▶ [Text shown]

[Start of Attachment]

Sewell's main device for generating sympathy is that the title character, an English stallion whose rocky career comprises the plot, tells his own story in the first person. Thompson reproduces this. Beauty speaks to us in voice-over, narrating his adventures in the thick, gentle burr of Alan Cumming. It was a risky choice--it could have come across cute or patronizing, like the insultingly jocular narration that old-fashioned nature documentaries sometimes had. But Thompson, with Cumming's help, makes it work, makes us take it seriously. Thompson's writing of this narration, which accounts for most of the words we hear spoken in the course of the film, is at least equal to Sewell's (in the book, Beauty occasionally sounds a bit like a smug, social-climbing yeoman). The first line in the film is Beauty's assertion, "The story of my life is the story of the people in it." This turns out not to be sentimental, but a plain statement of the film's theme--horses are dependent on the whims of humans for their well-being or lack thereof. Beauty is in service, at one point or another, to the whole spectrum of English society--he's born and initially raised by kindly country gentry; sold to and abused by loathsome blue bloods (Peter Cook and Eleanor Bron); injured through the negligence of a drunken servant; sold again to find misery as a horse for rent; sold again to find happiness pulling a cab for a poor, good-hearted young cabbie (David Thewlis of Naked!); and so forth.

Through it all, he's patient and long-suffering and loyal even to those who mistreat him. He also carries a lifelong torch for an ill-fatedly tempestuous filly named Ginger, and a brotherly fondness for a little pony called Merrylegs.

[End of Attachment]

▶ [Assigned task 1]
Copy out the Black Beauty review, everything from "Through it all, he's" down to "pony called Merrylegs.", renaming "Ginger" as "Dolly".
▶ [Assigned task 2]
Carry on the Black Beauty film review past its last sentence.

Stored entries:
[Start of Attachment]

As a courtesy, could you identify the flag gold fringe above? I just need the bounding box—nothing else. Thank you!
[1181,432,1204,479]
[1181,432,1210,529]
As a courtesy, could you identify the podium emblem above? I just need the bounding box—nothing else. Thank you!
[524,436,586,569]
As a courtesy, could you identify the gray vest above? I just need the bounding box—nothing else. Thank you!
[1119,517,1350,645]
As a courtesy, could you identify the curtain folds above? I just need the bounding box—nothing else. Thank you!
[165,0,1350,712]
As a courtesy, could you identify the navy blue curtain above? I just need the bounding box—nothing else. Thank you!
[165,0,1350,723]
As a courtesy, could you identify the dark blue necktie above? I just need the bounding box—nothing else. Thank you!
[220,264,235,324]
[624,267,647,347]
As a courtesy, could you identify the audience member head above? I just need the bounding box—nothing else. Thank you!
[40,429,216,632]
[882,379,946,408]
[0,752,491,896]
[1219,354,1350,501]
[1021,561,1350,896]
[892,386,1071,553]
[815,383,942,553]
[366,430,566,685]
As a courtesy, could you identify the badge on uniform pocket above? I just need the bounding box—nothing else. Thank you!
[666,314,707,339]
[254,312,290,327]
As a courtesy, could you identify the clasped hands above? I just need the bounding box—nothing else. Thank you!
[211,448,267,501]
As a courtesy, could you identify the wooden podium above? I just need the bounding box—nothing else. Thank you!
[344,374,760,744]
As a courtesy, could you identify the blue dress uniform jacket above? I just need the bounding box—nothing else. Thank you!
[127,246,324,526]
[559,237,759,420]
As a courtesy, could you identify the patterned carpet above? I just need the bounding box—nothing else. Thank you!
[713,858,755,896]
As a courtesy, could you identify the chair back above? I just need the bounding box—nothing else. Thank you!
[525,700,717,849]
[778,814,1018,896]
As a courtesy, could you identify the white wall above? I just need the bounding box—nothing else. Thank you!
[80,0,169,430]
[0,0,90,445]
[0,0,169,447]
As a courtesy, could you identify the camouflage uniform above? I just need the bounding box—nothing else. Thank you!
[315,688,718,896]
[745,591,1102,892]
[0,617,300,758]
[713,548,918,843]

[End of Attachment]
[Start of Attachment]

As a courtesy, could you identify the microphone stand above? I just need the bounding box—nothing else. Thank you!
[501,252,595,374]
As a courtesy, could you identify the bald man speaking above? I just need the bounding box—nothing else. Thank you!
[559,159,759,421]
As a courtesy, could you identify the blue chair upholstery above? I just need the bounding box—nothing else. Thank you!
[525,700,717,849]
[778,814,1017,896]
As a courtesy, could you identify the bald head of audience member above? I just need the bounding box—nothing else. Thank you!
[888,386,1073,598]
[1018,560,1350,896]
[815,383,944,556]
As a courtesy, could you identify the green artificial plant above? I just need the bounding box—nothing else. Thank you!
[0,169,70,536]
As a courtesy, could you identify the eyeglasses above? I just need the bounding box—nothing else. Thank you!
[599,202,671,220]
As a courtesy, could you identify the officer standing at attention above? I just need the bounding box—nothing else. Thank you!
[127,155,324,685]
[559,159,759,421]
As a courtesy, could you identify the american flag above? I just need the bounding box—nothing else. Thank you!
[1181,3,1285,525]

[End of Attachment]

▶ [Exercise output 1]
Through it all, he's patient and long-suffering and loyal even to those who mistreat him. He also carries a lifelong torch for an ill-fatedly tempestuous filly named Dolly, and a brotherly fondness for a little pony called Merrylegs.

▶ [Exercise output 2]
Not every element of the story ends happily. Beauty continually suffers separation from those, human and equine, whom he loves. This, too, is part of the theme--that whatever happens to a domesticated animal, good and bad, is out of its control. Both the joy and the terrifying oppression in the story are presented in a way that pulls no punches, yet it isn't like the sort of cheap-shot emotional assaults that children's-movie makers sometimes resort to. Thompson clearly understands how to engage the emotions of children without simply going for their jugulars. The horrors in the story add up, they make dramatic sense; they aren't just there to give the kids an upsetting jolt. It would be a mistake, however, to praise this Black Beauty only for Thompson's skill at adaptation. It's also a visual feast for horse lovers, and not only for them. Thompson and cinematographer Alex Thomson fill the screen with lovely studies of everything from insects, toads and foxes, to blue-blood children at play, to the teeming squalor of Victorian London streets.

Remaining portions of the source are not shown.